» Trecho apresentado:
Em fevereiro, o presidente Jair Bolsonaro assinou um projeto de lei para regulamentar a mineração e a geração de energia elétrica em terras indígenas. O projeto seguiu para aprovação no Congresso.
Presidente da Funai
Indicado por Jair Bolsonaro para comandar a Funai, Augusto Xavier é ligado a ruralistas. É a primeira vez na história que a Fundação Nacional do Índio é presidida por alguém que não defende os interesses indígenas, mas de madeireiros e pecuaristas.
Marcelo Augusto Xavier é delegado da Polícia Federal e defende a exploração de mineração em terras indígenas. Xavier já foi assessor do secretário especial de Assuntos Fundiários, Nabhan Garcia, presidente licenciado da União Democrática Ruralista.
Xavier já havia passado pela Funai em 2008. Trabalhou na ouvidoria do órgão. Nessa época, chegou a solicitar que policiais investigassem supostas “invasões” de indígenas em áreas por eles reivindicadas no Mato Grosso do Sul. As denúncias mostraram-se sem fundamento.

» Dados fornecidos:
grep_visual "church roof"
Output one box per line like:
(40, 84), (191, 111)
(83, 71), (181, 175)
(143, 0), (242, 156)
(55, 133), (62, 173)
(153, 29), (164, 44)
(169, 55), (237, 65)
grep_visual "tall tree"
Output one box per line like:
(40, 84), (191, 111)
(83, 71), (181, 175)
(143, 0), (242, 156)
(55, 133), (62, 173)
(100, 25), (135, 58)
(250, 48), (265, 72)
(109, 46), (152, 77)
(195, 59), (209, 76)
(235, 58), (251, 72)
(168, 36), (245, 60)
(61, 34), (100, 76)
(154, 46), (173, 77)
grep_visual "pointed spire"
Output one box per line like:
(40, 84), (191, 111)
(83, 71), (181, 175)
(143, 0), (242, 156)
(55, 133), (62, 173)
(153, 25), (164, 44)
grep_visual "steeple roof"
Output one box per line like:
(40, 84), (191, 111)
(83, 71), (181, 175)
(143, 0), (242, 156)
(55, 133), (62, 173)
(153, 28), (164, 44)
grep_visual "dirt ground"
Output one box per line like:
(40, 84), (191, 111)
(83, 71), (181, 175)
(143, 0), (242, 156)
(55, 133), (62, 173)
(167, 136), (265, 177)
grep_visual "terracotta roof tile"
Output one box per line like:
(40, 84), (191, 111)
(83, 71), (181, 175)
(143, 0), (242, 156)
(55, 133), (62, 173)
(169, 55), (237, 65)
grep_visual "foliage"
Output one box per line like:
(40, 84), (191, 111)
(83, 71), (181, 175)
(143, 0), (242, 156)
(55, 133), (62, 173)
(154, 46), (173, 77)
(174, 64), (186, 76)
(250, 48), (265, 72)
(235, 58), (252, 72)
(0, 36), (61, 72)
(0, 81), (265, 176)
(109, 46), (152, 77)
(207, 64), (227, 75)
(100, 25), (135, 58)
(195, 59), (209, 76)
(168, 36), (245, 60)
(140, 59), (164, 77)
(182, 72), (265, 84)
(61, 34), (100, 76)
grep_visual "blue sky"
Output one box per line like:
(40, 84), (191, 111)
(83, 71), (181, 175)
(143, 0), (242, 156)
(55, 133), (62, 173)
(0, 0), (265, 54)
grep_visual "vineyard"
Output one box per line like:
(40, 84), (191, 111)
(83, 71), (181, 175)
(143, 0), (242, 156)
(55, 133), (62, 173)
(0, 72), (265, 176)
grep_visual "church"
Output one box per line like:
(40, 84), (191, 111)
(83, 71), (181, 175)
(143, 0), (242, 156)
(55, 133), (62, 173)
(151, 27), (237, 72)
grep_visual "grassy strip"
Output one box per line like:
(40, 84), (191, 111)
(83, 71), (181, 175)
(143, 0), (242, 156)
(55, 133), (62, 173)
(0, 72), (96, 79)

==

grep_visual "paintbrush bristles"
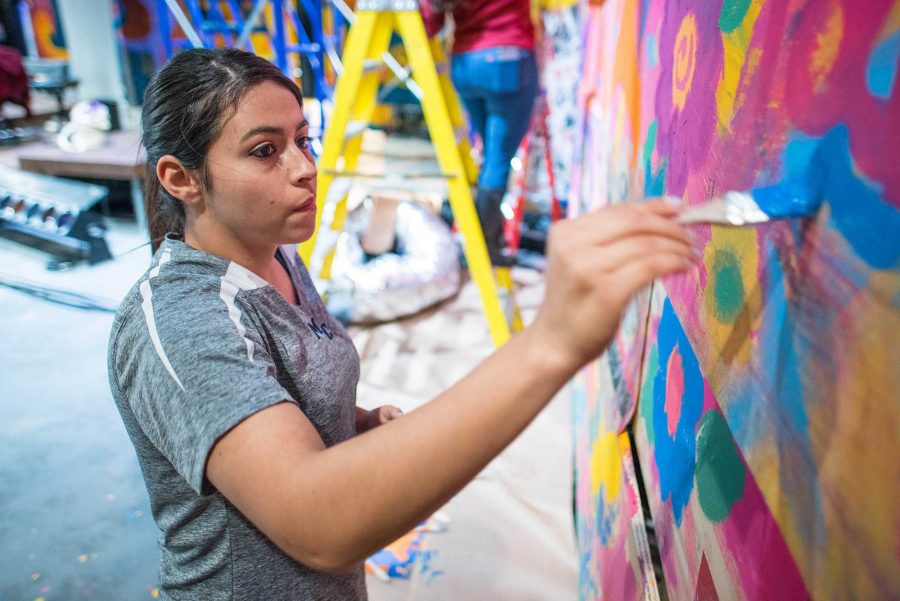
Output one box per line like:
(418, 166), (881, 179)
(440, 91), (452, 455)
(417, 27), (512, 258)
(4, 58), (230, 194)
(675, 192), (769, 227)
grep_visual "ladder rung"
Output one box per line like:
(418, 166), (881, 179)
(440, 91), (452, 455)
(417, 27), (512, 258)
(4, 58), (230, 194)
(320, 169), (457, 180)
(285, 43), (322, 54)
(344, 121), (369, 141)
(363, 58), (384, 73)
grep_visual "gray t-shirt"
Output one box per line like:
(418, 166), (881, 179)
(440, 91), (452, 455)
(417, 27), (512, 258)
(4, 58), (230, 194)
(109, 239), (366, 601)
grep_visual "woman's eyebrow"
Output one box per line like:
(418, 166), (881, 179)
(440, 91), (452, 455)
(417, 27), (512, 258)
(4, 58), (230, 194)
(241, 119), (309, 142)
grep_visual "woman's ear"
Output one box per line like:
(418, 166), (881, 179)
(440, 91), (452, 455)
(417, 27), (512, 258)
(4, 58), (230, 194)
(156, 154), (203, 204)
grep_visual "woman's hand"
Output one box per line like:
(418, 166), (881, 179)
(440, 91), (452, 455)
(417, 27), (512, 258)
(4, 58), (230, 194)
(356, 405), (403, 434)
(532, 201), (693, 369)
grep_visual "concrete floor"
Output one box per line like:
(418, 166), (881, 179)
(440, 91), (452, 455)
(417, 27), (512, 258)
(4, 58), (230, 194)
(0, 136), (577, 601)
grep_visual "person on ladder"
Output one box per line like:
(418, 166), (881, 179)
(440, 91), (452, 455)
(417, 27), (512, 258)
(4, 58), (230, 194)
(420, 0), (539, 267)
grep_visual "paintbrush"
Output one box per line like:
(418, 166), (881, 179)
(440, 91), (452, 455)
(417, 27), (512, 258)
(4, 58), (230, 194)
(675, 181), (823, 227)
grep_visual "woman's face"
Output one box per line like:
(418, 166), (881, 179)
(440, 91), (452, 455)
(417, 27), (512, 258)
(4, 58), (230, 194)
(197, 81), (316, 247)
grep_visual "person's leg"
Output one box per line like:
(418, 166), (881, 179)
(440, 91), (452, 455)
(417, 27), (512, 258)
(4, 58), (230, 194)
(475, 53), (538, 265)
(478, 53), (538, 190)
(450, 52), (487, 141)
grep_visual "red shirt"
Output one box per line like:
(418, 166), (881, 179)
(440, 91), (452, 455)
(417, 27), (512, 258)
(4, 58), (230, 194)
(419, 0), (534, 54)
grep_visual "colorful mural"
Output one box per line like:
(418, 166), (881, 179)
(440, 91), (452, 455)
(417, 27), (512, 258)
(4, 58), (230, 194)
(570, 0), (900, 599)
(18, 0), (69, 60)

» Ordem de trabalho: Continue o trecho sobre o presidente da Funai a partir da última frase apresentada. O material acima é independente do trecho apresentado.

» Resposta:
Em abril de 2018, Xavier foi nomeado como assessor do braço-direito de Michel Temer, o então ministro da Secretaria de Governo da Presidência, deputado Carlos Marun (MDB-MS).
A Funai, pasta do Ministério da Justiça, é responsável pela demarcação de terras indígenas e por outras ações voltadas a esses povos.
“Não gosta de índio”
Antônio Carlos Bigonha, subprocurador-geral da República, se diz perplexo com a condução de Marcelo Augusto Xavier no comando da Funai e afirma jamais ter visto, em 27 anos de PGR, uma administração da autarquia como a atual. Ele diz que Xavier ignora as recomendações do MPF e não responde aos pedidos de audiência para tratar de decisões que têm colocado os direitos dos índios em xeque.
“Ele não aceita falar comigo. Já pedi audiência para ele aqui na PGR, ele não veio e não disse nem que viria, nem que não viria. Já pedi reunião lá na sede da Funai, também não respondeu. A assessoria dele também não responde. Nunca vi isso”, afirma Bigonha.
Bigonha afirma que o presidente da Funai fere os direitos dos indígenas garantidos na Constituição e incorre em ato flagrante de improbidade administrativa, o que pode levá-lo ao afastamento da presidência e à responsabilização cível e criminal.
O primeiro presidente da Funai na gestão do presidente Jair Bolsonaro (PSL) foi o general da reserva do Exército Franklimberg Ribeiro de Freitas. Ele foi removido do cargo em meados de junho.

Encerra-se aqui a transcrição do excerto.